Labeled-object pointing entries
================

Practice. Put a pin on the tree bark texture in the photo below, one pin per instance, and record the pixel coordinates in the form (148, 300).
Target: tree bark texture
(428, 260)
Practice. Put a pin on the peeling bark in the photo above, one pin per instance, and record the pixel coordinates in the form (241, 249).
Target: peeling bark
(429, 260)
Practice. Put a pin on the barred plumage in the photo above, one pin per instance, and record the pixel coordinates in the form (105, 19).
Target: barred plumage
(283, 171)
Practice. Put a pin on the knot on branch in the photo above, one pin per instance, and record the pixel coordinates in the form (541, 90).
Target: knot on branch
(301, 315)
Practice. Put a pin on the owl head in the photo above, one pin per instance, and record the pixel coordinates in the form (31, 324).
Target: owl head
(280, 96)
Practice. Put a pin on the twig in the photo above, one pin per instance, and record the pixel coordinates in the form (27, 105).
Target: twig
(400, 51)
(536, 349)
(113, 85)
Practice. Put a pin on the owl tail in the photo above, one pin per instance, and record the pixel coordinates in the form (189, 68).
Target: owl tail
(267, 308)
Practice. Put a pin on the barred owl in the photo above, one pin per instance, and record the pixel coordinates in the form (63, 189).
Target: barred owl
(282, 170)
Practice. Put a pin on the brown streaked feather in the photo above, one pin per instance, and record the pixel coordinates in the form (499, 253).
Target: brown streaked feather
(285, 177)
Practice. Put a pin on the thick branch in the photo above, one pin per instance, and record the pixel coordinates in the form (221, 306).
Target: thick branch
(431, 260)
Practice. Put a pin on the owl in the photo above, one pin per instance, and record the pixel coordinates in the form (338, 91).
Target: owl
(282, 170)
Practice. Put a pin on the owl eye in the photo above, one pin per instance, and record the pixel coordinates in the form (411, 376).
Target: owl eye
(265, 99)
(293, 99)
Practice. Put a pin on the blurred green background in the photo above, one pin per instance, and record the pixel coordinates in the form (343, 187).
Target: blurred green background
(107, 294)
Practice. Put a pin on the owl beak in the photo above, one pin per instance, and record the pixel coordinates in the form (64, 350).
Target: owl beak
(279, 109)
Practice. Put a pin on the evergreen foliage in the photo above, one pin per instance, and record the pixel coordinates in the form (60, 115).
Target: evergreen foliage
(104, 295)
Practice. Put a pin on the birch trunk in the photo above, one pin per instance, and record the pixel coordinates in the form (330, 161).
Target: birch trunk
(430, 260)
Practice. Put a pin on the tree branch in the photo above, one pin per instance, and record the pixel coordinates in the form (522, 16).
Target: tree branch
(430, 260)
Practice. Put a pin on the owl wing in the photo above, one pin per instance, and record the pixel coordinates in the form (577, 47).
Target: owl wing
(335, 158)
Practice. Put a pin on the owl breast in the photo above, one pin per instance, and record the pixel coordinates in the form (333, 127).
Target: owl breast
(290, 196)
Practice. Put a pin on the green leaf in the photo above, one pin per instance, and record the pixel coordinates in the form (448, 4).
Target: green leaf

================

[WORK TO COMPLETE]:
Only those lines running from the one containing "Practice. Put a pin on the blurred" through the last line of the data above are to be copied, exactly, with both ends included.

[EXERCISE ANSWER]:
Practice. Put a pin on the blurred green background in the photo above, one pin per instance, and record the pixel coordinates in the form (343, 187).
Target: blurred green background
(107, 294)
Practice. Put a pin on the owl beak in the photo above, one pin per instance, and record the pixel coordinates in the form (64, 350).
Target: owl beak
(279, 109)
Practice. Put a pin on the evergreen foliage in the photo above, one pin per instance, and record the pixel coordinates in the form (60, 115).
Target: evergreen foliage
(104, 295)
Practice. Put a pin on the birch trunk in the photo above, one pin per instance, and record the pixel coordinates in the form (330, 161).
Target: birch trunk
(430, 260)
Practice. Put a pin on the tree branch in the photo above, one pin per instance, and record the pixel coordinates in the form (522, 16).
Target: tree branch
(430, 260)
Practice. Put a pin on the owl wing in the photo above, one pin per instance, and record the pixel coordinates in the form (577, 47).
Target: owl wing
(335, 158)
Practice. Put a pin on the owl breast in the photo above, one pin per instance, and record the pixel coordinates in the form (333, 127).
Target: owl breast
(290, 196)
Practice. Put a pin on the green leaf in the photo above, one pin per instance, and record the pixel coordinates in the form (448, 4).
Target: green leaf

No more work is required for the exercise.